Entries from a point annotation set
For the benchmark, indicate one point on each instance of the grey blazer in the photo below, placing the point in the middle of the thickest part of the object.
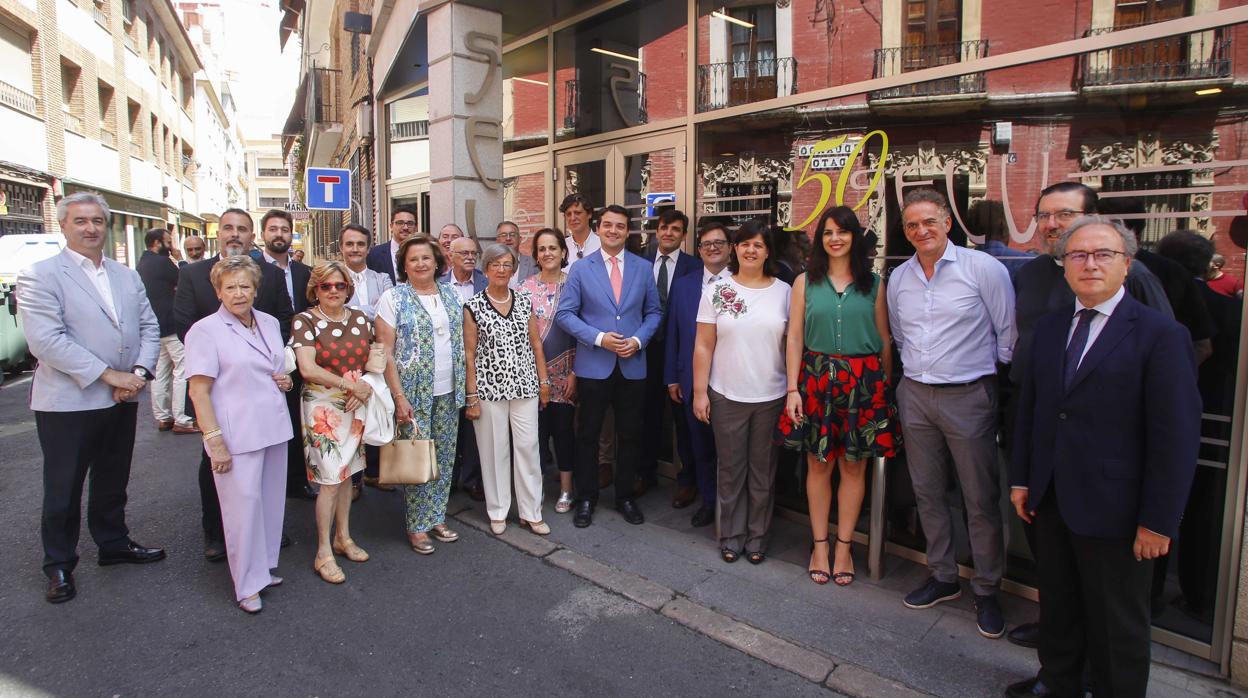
(71, 334)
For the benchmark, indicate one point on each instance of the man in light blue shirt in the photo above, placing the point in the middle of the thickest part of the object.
(951, 315)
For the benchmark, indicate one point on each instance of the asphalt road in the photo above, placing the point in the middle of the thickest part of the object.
(478, 617)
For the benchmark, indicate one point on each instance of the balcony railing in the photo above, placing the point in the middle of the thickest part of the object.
(16, 99)
(573, 98)
(408, 130)
(906, 59)
(323, 96)
(735, 83)
(1198, 55)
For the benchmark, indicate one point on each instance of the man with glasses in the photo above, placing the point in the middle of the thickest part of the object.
(582, 241)
(468, 281)
(509, 234)
(1108, 428)
(1041, 289)
(381, 257)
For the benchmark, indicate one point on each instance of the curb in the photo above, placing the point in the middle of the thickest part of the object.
(828, 671)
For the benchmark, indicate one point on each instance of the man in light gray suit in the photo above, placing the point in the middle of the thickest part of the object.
(89, 324)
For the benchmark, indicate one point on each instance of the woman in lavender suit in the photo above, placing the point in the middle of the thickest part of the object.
(236, 366)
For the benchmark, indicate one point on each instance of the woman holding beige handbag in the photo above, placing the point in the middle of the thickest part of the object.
(331, 344)
(421, 324)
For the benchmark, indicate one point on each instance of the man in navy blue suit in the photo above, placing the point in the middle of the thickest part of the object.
(381, 257)
(610, 304)
(1106, 441)
(669, 265)
(698, 471)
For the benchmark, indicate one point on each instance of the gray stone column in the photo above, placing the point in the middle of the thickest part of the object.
(466, 116)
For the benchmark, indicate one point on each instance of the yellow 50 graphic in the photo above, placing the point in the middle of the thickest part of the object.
(825, 182)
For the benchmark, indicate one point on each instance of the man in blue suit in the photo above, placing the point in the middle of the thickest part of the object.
(698, 471)
(669, 265)
(610, 304)
(381, 257)
(1106, 441)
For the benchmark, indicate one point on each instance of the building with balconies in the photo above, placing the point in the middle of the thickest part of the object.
(99, 95)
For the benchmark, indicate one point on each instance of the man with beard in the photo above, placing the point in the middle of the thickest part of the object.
(277, 231)
(169, 385)
(195, 300)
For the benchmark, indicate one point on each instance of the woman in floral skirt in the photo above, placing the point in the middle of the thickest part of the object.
(838, 408)
(331, 345)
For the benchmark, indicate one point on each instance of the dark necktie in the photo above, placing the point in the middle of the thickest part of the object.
(663, 281)
(1078, 341)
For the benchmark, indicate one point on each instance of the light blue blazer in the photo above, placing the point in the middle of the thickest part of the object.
(588, 306)
(71, 334)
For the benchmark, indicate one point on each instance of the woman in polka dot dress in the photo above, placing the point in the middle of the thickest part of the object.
(331, 344)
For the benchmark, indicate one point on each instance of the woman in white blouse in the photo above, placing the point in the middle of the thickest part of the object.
(739, 387)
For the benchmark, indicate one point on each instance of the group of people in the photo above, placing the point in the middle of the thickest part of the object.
(573, 356)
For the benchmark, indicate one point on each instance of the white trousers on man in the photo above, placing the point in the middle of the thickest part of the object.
(506, 426)
(169, 386)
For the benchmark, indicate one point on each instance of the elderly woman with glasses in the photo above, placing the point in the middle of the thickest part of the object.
(507, 378)
(236, 366)
(331, 345)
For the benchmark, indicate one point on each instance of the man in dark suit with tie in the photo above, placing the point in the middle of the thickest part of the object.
(669, 264)
(277, 231)
(610, 304)
(381, 257)
(196, 300)
(1106, 441)
(698, 468)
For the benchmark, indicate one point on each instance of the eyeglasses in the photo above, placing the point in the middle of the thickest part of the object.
(1101, 256)
(1062, 216)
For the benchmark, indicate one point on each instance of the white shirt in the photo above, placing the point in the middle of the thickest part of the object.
(1102, 316)
(673, 257)
(748, 365)
(286, 270)
(99, 277)
(582, 251)
(443, 358)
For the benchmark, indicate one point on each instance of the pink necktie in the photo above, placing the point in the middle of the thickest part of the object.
(617, 279)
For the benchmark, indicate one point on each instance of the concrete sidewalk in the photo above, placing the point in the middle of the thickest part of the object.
(858, 641)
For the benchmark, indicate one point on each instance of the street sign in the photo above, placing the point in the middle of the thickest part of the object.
(328, 189)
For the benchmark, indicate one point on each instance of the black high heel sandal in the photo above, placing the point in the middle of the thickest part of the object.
(844, 578)
(819, 576)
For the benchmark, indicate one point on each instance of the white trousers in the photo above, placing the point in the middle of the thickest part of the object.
(169, 386)
(252, 505)
(494, 447)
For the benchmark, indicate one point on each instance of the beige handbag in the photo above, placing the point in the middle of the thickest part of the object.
(408, 461)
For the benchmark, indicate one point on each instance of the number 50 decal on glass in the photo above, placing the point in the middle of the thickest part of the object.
(825, 181)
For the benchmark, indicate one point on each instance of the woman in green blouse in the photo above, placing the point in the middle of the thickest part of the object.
(839, 363)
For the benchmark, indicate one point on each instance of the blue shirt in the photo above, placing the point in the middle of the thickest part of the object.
(956, 326)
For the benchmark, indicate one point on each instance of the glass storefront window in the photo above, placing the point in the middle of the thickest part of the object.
(620, 68)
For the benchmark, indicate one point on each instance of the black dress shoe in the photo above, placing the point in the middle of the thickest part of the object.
(630, 512)
(1030, 688)
(704, 516)
(60, 587)
(1026, 636)
(584, 515)
(132, 553)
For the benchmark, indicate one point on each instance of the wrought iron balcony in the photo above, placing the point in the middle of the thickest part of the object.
(408, 130)
(1198, 55)
(735, 83)
(906, 59)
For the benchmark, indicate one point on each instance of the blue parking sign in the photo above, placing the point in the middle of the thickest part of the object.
(328, 189)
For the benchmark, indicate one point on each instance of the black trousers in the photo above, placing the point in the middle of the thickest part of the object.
(99, 442)
(1095, 608)
(625, 397)
(555, 425)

● Aim of the exercise:
Please render these rows as a two-column CSV with the headers "label_request" and "points", one line per request, putting its text and its answer each in a single quoted field with line breaks changed to spaces. Cover every row and leave the pictures out.

● Written answer:
label_request,points
"For the benchmark, indicate one point on each instance of the grey blazer in the photo below, placing the point in the middle of the thickest part of the object.","(71, 334)"
"For the benchmark, indicate one point on each instance of the man in light blue shirt in the photo above, placing the point in the middle of the thickest part of the object.","(951, 315)"
"For the benchmark, indicate one point on each instance of the asphalt road in the photo above, placing the point in the middle of the thickest part of the object.","(478, 617)"
"For the benchmark, indicate one point on each instance of the balcony railing in the photo above, placing the point in the middle of the thickest part of the object.","(16, 99) (573, 98) (408, 130) (906, 59) (323, 96) (735, 83) (1198, 55)"
"For the benchmark, indicate one point on each instance of the man with glasses in the photo above, placing the point in the middle of the thickest part of the object.","(582, 241) (468, 281) (509, 234) (1108, 428) (1041, 289) (381, 257)"
"For the benchmark, indicate one point on each instance of the curb in the photo above, placing the point in the middle of the thickest part of the object.","(828, 671)"
"For the benchmark, indicate one point on each instance of the man in light gray suit in the photo above, placing the point in the middle of the thickest part of the object.","(89, 324)"
"For the benchmark, indicate one point on each instance of the woman in lavender suit in the photo above, placing the point in the middle of the thickest part of the object.","(236, 366)"
"For the benchmark, indicate one point on each instance of the woman holding beige handbag in the photo above, placing the point in the middle of the thickest part of the object.","(331, 344) (421, 324)"
"For the benchmark, indicate one point on each instance of the man in navy blue suit in the photo above, placing the point in the middle of the thickest part of the object.","(381, 257) (610, 304) (1106, 441) (669, 265) (698, 471)"
"For the benchmark, indicate one point on each instance of the gray stone column in the photo above, placing the point in the middle of the thickest part of the object.","(466, 116)"
"For the benchmark, indicate one point on each instance of the yellow 50 graphic in the photo above, placing the point in the middle of the thickest part of the object.","(825, 182)"
"For the benchmark, indicate one point on each instance of the man in blue suit in the photo above, placing the point in the middle of the thickest part of the object.","(698, 471) (669, 265) (610, 304) (381, 257) (1106, 441)"
"For the benchmark, indicate one point on each instance of the building with balconies in the photo above, placing the point in the middle of the thickest part of the object.","(99, 95)"
"For the benchmark, indicate one point on each instance of the man with beard in the photo above, placing the point in the middle of the thickest part of the object.","(277, 231) (169, 385) (195, 300)"
"For the benchmark, indicate one point on each instance of the woman in floral skirt in the photo above, placing the point in the middle of the thickest part of the object.","(838, 408) (331, 345)"
"For the benchmark, indicate one point on each instance of the dark necktie in the photo above, placing the point in the middle of the thickest part of the object.","(663, 281) (1078, 341)"
"For the benchmark, indicate one point on each instance of the light blue blazer in the photo above, placing the point in the middle of the thickest part of the object.","(588, 306) (71, 334)"
"For the benchmark, indicate one point on each instance of the woman in polka dot dress in the photo above, placing the point in the middle of the thickest part of the object.","(331, 344)"
"For the benchmark, indicate one point on each instance of the woman in white blouse in the photo above, placing the point in the middle of the thickest part of the object.","(739, 387)"
"For the benchmark, indicate one point on each instance of the group of people in the photo above, placing the point in the middle of the thickest part of the object.","(573, 356)"
"For the benchmark, indicate one point on each instance of the white trousers on man in the photo above, placing the point in the middle of the thickest part of the object.","(506, 426) (169, 386)"
"For the benchmark, indicate one point on each instance of the elderly woman with glasses in the photo above, placing the point in the middle of the thickest part of the object.","(507, 378) (236, 366) (331, 345)"
"For the benchmark, indicate one point on each instance of the man in dark suit with tie in the photo above, placing the point in the middle of the thickest part of the object.","(669, 264) (277, 231) (610, 304) (381, 257) (196, 300) (1106, 441) (698, 468)"
"For the benchmark, indicate one point on each instance of the eyeglasses in the photo above, placing the point in the middle of the thickest part of the object.","(1101, 256) (1062, 216)"
"For the benchmark, indicate one point on each instance of the white shirt in the photo above, placing the point in the middle of the thickest part of the object.","(1102, 316) (673, 257) (748, 365) (286, 270) (99, 277) (582, 251) (443, 358)"
"For the benchmark, indicate one point on each instance of the pink necktie in the photo above, placing the point in the middle of the thickest part of the object.","(617, 279)"
"For the benchmark, indicate one point on each instance of the concrete sidewalk in the photo above, placing the point in the middle of the thickest part of the object.","(858, 641)"
"For the benchmark, indicate one point on each instance of the street sign in the photo above, placing the point in the middle of the thickest part of the object.","(328, 189)"
"For the benchmark, indicate one point on each instance of the black high heel sandal in the photo above, placing the point in the middle of the thickest part of the object.","(844, 578) (819, 576)"
"For the benchmark, indicate one point on each instance of the white trousers in the photo above, placing the point in the middle of the thickest part of the object.","(169, 386) (252, 505) (494, 447)"
"For the benchmark, indicate one point on each instance of the beige handbag in the photo above, placing the point in the middle of the thickest part of the object.","(408, 461)"
"For the benchmark, indicate one point on each instance of the number 50 decal on glass in the photo above, placing the point in the middle of the thickest part of the object.","(825, 181)"
"For the benchmark, indicate one point on each instance of the woman in green blouse in the photo above, placing the point in the middle of the thickest part of the object.","(839, 363)"
"For the benchmark, indicate one point on each instance of the blue shirt in the photo above, placing the point in the middle of the thickest part of the object.","(956, 326)"
"For the benchmark, indicate one point on each instance of the glass storefront window in the photo above, placing the point in the middle of the thickest part of the object.","(620, 68)"
"For the benchmark, indicate one point on each instance of the black dress shoe in the photo above, placing the point in the middle of the thickest part of the object.","(630, 512) (1030, 688) (704, 516) (60, 587) (1026, 636) (584, 515) (132, 553)"
"For the benchmark, indicate one point on each instance of the wrought iron balcony in the photo above, placing the point in the middle of the thickest part of the object.","(408, 130) (1198, 55) (735, 83) (906, 59)"
"For the benchmark, indicate one point on each instance of the blue parking sign in the photo above, placing the point in the middle of the thickest part of the object.","(328, 189)"
"For the benchmark, indicate one point on each instance of the black trousers in the photo above, placing the point in the middle of the thickest part of the object.","(99, 442) (1095, 608) (625, 397) (555, 425)"